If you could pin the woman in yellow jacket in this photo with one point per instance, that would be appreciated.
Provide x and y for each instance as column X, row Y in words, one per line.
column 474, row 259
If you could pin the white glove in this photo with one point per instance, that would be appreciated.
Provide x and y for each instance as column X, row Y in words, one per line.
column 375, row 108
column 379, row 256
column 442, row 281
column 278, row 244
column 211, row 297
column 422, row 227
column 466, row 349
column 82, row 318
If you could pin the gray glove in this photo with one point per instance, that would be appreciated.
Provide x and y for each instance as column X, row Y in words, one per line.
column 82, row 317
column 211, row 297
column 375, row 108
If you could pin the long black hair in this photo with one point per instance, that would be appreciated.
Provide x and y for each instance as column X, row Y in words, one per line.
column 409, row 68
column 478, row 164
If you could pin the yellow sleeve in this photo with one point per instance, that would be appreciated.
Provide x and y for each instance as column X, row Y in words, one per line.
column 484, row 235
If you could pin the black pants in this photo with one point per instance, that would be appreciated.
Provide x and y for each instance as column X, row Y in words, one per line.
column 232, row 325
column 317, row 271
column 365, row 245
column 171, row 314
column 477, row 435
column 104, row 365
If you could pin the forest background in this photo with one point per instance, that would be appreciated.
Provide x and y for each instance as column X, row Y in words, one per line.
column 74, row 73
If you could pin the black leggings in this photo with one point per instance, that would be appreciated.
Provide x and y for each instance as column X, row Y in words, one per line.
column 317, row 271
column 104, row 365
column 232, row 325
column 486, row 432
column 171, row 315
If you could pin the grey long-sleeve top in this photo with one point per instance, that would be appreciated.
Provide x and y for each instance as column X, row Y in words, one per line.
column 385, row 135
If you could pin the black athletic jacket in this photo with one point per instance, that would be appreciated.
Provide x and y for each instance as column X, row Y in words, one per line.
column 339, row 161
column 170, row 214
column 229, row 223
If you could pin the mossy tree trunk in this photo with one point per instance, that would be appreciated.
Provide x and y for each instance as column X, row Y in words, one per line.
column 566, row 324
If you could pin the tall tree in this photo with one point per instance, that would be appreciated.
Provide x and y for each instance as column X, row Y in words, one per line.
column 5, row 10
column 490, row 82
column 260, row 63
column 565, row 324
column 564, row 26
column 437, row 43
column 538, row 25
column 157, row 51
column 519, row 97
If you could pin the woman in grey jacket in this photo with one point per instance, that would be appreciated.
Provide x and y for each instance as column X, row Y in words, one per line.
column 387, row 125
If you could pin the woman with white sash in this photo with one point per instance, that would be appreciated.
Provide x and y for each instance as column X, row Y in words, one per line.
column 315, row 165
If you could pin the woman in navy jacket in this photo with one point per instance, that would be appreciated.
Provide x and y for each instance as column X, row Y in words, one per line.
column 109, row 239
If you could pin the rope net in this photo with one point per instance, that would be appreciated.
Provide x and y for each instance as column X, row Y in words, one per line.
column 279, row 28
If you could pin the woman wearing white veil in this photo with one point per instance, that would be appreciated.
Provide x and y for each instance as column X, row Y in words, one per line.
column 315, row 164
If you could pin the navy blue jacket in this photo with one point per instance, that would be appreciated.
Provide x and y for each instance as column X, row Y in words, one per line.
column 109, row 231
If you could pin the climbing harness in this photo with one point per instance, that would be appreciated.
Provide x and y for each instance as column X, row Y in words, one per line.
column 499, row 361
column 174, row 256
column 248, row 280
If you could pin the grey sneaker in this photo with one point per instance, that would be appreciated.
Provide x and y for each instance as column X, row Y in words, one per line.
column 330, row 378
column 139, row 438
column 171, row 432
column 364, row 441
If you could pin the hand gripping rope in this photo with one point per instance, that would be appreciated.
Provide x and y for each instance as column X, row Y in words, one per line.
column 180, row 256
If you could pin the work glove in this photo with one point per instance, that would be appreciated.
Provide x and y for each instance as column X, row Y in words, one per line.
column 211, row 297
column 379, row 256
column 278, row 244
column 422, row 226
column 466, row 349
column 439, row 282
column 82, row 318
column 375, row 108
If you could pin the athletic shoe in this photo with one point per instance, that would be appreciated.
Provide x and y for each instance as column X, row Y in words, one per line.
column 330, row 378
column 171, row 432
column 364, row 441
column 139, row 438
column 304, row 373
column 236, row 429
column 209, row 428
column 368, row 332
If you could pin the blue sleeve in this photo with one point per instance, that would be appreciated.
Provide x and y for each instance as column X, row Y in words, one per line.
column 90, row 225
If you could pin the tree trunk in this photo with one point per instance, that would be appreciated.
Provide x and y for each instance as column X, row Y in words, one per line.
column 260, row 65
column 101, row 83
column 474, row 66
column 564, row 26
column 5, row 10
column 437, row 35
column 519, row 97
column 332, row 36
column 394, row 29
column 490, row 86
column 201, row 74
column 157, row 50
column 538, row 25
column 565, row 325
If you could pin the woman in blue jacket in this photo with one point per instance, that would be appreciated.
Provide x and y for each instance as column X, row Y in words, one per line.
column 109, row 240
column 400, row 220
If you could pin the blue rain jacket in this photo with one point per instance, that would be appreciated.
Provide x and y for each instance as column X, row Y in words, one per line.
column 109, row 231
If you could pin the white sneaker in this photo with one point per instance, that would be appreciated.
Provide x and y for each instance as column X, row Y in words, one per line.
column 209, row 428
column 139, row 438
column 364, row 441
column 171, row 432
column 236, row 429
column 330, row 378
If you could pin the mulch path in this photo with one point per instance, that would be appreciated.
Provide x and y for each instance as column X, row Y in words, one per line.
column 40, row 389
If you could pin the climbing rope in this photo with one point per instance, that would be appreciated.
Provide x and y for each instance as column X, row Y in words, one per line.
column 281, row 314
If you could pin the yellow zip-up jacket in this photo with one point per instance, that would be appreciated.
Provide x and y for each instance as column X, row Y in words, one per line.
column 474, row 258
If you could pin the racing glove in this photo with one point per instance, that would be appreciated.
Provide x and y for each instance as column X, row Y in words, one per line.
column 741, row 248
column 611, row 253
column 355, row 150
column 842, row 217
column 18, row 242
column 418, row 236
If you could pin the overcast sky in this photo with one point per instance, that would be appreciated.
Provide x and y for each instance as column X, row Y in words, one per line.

* * * *

To do: Rewrite every item above as a numbered list, omitting any blank lines.

Exercise answer:
1. If you could pin the woman in yellow jacket in this photo with one point per instance, that would be appreciated.
2. Provide x and y for each instance as column X, row Y in words, one per line.
3. column 474, row 259
4. If you could pin the white glove in this photo with one point per instance, that would be appreciated.
5. Provide x and y for each instance as column X, row Y in words, one per line.
6. column 375, row 108
7. column 379, row 256
8. column 442, row 281
9. column 278, row 244
10. column 211, row 297
11. column 422, row 227
12. column 466, row 349
13. column 82, row 318
14. If you could pin the gray glove in this photo with one point per instance, that would be appreciated.
15. Provide x and y for each instance as column X, row Y in words, one per line.
16. column 82, row 317
17. column 211, row 297
18. column 375, row 108
19. If you could pin the long black hair in this photo with one point per instance, that would be appreciated.
20. Provide x and y for each instance as column X, row Y in words, one per line.
21. column 409, row 68
22. column 478, row 164
23. If you could pin the yellow sleeve in this photo with one point per instance, that would be appreciated.
24. Provide x and y for each instance as column X, row Y in words, one per line.
25. column 484, row 235
26. If you could pin the black pants in this photo with one point per instance, that would be appreciated.
27. Provide x and y for each instance as column X, row Y in words, one per line.
28. column 232, row 325
29. column 317, row 271
30. column 365, row 245
31. column 171, row 314
32. column 477, row 435
33. column 104, row 365
34. If you could pin the forest background in this photo with one point per instance, that would be appreciated.
35. Provide x and y for each instance as column X, row Y in words, one per line.
36. column 74, row 73
37. If you could pin the black leggings in this photo with one point per instance, that would be appreciated.
38. Provide x and y for each instance as column X, row Y in words, one per line.
39. column 317, row 271
40. column 104, row 365
41. column 232, row 325
42. column 486, row 432
43. column 171, row 315
44. If you could pin the grey long-sleeve top in this photo with one point per instance, that would be appreciated.
45. Provide x and y for each instance as column X, row Y in words, one per line.
46. column 385, row 135
47. If you could pin the black athletic jacket in this photo with one point per instance, that would be appreciated.
48. Provide x and y for each instance as column X, row Y in words, one per line.
49. column 339, row 161
50. column 170, row 214
51. column 229, row 223
52. If you could pin the mossy tree trunk in this photo with one point per instance, that would be appreciated.
53. Provide x and y for each instance as column X, row Y in words, one per line.
54. column 566, row 324
55. If you could pin the tall tree in this photo with one point per instance, that would be appreciated.
56. Provide x and y for each instance as column X, row Y in words, one per line.
57. column 5, row 10
58. column 490, row 82
59. column 260, row 63
60. column 565, row 324
61. column 564, row 26
62. column 437, row 43
63. column 538, row 25
64. column 157, row 51
65. column 519, row 97
66. If you could pin the woman in grey jacket in this photo with one point per instance, that would be appreciated.
67. Provide x and y for each instance as column X, row Y in words, one per line.
68. column 387, row 125
69. If you could pin the woman with white sash in this photo with one point per instance, that would be appreciated.
70. Provide x and y for each instance as column X, row Y in words, one per line.
71. column 315, row 165
72. If you could pin the woman in navy jacket in this photo with one point per instance, that would be appreciated.
73. Provide x and y for each instance as column X, row Y in words, one per line.
74. column 109, row 239
75. If you could pin the rope net in this photo with one point per instance, that would be appreciated.
76. Provide x and y for each instance as column X, row Y in words, one per line.
77. column 279, row 28
78. If you could pin the woman wearing white veil in this photo with one point per instance, that would be appreciated.
79. Provide x and y for each instance as column X, row Y in words, one per line.
80. column 315, row 164
81. If you could pin the navy blue jacket in this photo with one point per instance, that would be appreciated.
82. Provide x and y for each instance as column X, row Y in words, one per line.
83. column 109, row 231
84. If you could pin the climbing harness in this photo with one point per instance, that would be appreciated.
85. Provide x and y for each instance as column X, row Y in words, one per line.
86. column 499, row 361
87. column 174, row 256
88. column 248, row 280
89. If you could pin the grey sneaker in this photo with one point per instance, that would be appreciated.
90. Provide x and y for each instance as column X, row Y in words, one per line.
91. column 330, row 378
92. column 139, row 438
93. column 171, row 432
94. column 364, row 441
95. If you could pin the hand gripping rope in this photo with one point per instance, that would be appreciated.
96. Provide x and y for each instance as column X, row Y in words, one per line.
97. column 180, row 256
98. If you could pin the work glove in this photo with one point per instance, that would be appreciated.
99. Provide x and y for each instance as column X, row Y in words, one per line.
100. column 211, row 297
101. column 379, row 256
102. column 278, row 244
103. column 422, row 226
104. column 466, row 349
105. column 439, row 282
106. column 82, row 318
107. column 375, row 108
108. If you could pin the athletic shoe in this photo with one point per instance, that would be appreciated.
109. Provide x and y for each instance as column X, row Y in words, one per line.
110. column 330, row 378
111. column 171, row 432
112. column 364, row 441
113. column 139, row 438
114. column 304, row 373
115. column 236, row 429
116. column 209, row 428
117. column 368, row 332
118. If you could pin the blue sleeve in this photo with one point per instance, that would be appreciated.
119. Provide x and y for each instance as column X, row Y in words, one per line.
120. column 90, row 225
121. If you could pin the tree trunk in this photo with one point per instance, that would be appreciated.
122. Provide x and y for each instance as column X, row Y in words, one per line.
123. column 260, row 65
124. column 101, row 83
125. column 474, row 66
126. column 564, row 26
127. column 5, row 10
128. column 437, row 35
129. column 519, row 97
130. column 332, row 36
131. column 394, row 29
132. column 490, row 86
133. column 201, row 74
134. column 157, row 50
135. column 538, row 25
136. column 565, row 325
137. If you could pin the woman in blue jacket in this photo with one point per instance, that would be appreciated.
138. Provide x and y for each instance as column X, row Y in words, one per line.
139. column 109, row 240
140. column 400, row 220
141. If you could pin the blue rain jacket in this photo with one point per instance, that would be appreciated.
142. Provide x and y for each instance as column X, row Y in words, one per line.
143. column 109, row 231
144. If you could pin the white sneaker in this photo with one point per instance, that would be appreciated.
145. Provide x and y for each instance as column X, row Y in words, one per line.
146. column 209, row 428
147. column 139, row 438
148. column 364, row 441
149. column 171, row 432
150. column 236, row 429
151. column 330, row 378
152. If you could pin the mulch path in this photo with one point per instance, that would be appreciated.
153. Provide x and y for each instance as column X, row Y in words, one per line.
154. column 40, row 389
155. If you could pin the climbing rope in this photo with one point per instance, that would be appreciated.
156. Provide x and y for each instance as column X, row Y in words, one per line.
157. column 281, row 314
158. If you could pin the yellow zip-up jacket in this photo with one point per instance, that would be appreciated.
159. Provide x and y for each instance as column X, row Y in words, one per line.
160. column 474, row 258
161. If you could pin the racing glove in this photo with one point per instance, that would be appreciated.
162. Provide x and y for each instance as column X, row Y in words, one per line.
163. column 741, row 248
164. column 611, row 253
165. column 355, row 150
166. column 842, row 217
167. column 18, row 242
168. column 418, row 236
169. If you could pin the overcast sky in this photo with one point per instance, that would be appreciated.
170. Provide x and y for each instance as column X, row Y in words, one per line.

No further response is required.